**SELECTED TEXT**
## START
Its been coming for the past 10 years. It all started in the mid 1990s with a few convergence products that combined multimedia capabilities with traditional A/V features.
The first milestone product from the PC industry was probably the Gateway Destinations PC back in 1996. Remember it? It was a Pentium 166 MHz with a 2 GB drive, a TV tuner card, wireless mouse and keyboard, a 36-inch CRT monitor and some application-specific software. It came with an optional Harman Kardon Pro Logic receiver and five small speakers plus a subwoofer.
The A/V industry offered up Frox as its first-born child to the brave new world. The product was as a tour de force audio/video processor that handled switching, THX-certified surround sound decoding, video scaling and a really cool all-encompassing on-screen graphical user interface with motion sensitive wireless mouse-like control. Both of these products were real pioneers in their fields, and like many pioneers they ended up with arrows in their backs. But they also paved the way for new trends in our business that are undeniably important.
## END
**DATASET EXTRACT**
## START
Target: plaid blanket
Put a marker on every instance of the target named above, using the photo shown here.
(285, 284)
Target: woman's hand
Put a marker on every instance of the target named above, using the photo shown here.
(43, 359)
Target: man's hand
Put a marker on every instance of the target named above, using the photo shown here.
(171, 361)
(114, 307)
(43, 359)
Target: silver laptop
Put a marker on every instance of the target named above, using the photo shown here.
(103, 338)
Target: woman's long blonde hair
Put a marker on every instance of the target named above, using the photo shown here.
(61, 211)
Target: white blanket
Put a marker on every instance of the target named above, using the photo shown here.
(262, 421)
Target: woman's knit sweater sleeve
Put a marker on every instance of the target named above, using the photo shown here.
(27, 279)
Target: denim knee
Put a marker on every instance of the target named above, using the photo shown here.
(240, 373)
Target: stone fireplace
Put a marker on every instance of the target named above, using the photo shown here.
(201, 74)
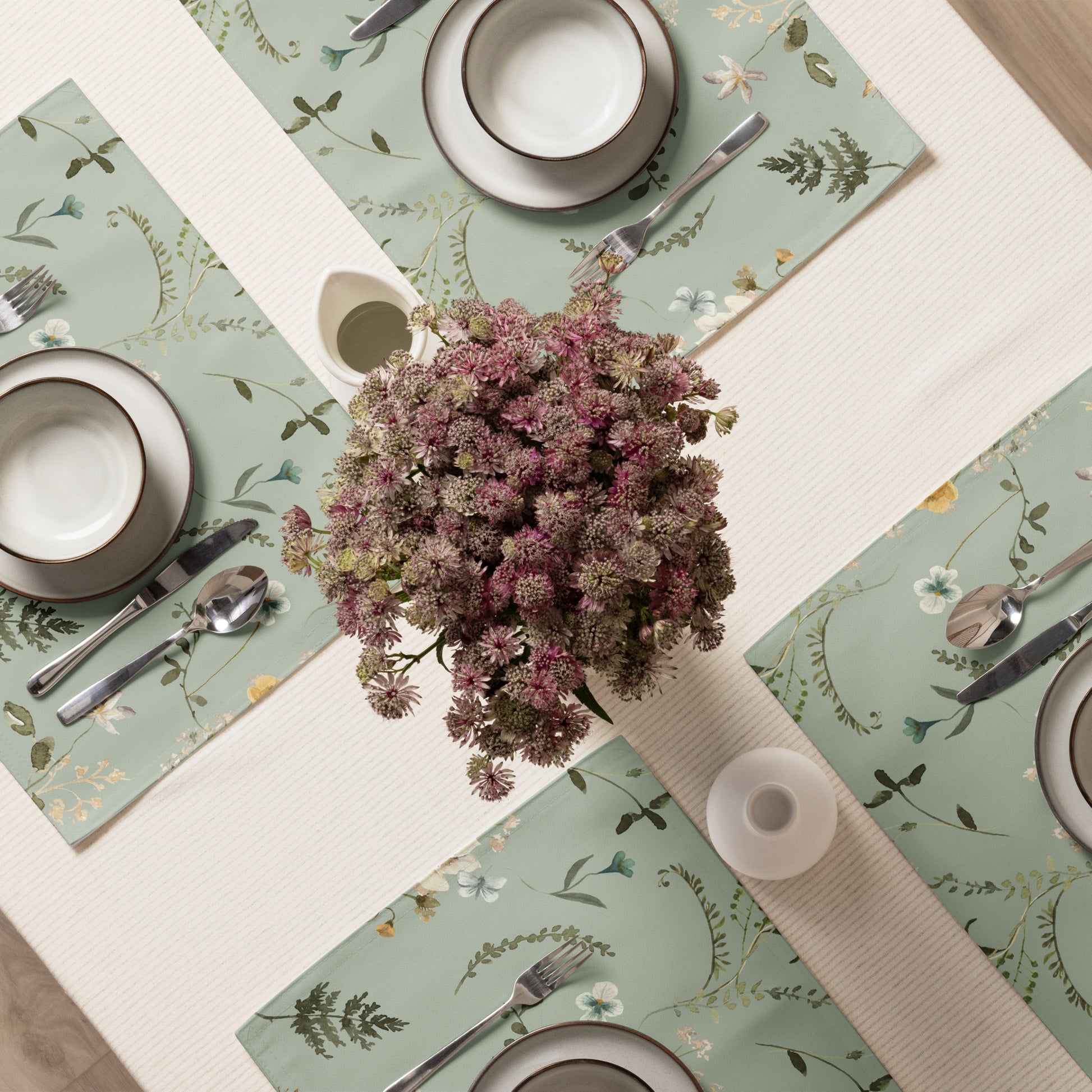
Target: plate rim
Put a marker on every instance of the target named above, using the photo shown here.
(584, 1024)
(584, 204)
(189, 451)
(1040, 717)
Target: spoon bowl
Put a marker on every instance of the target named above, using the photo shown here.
(992, 613)
(985, 616)
(227, 602)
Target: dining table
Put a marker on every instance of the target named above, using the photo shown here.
(951, 307)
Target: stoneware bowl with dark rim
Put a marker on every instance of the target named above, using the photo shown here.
(554, 81)
(72, 470)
## END
**EXERCISE OBJECTIVE**
In the passage on early convergence products, list everything the Frox processor is said to have handled.

**THE RESPONSE**
- Switching
- THX-certified surround sound decoding
- Video scaling
- An all-encompassing on-screen graphical user interface with motion-sensitive wireless mouse-like control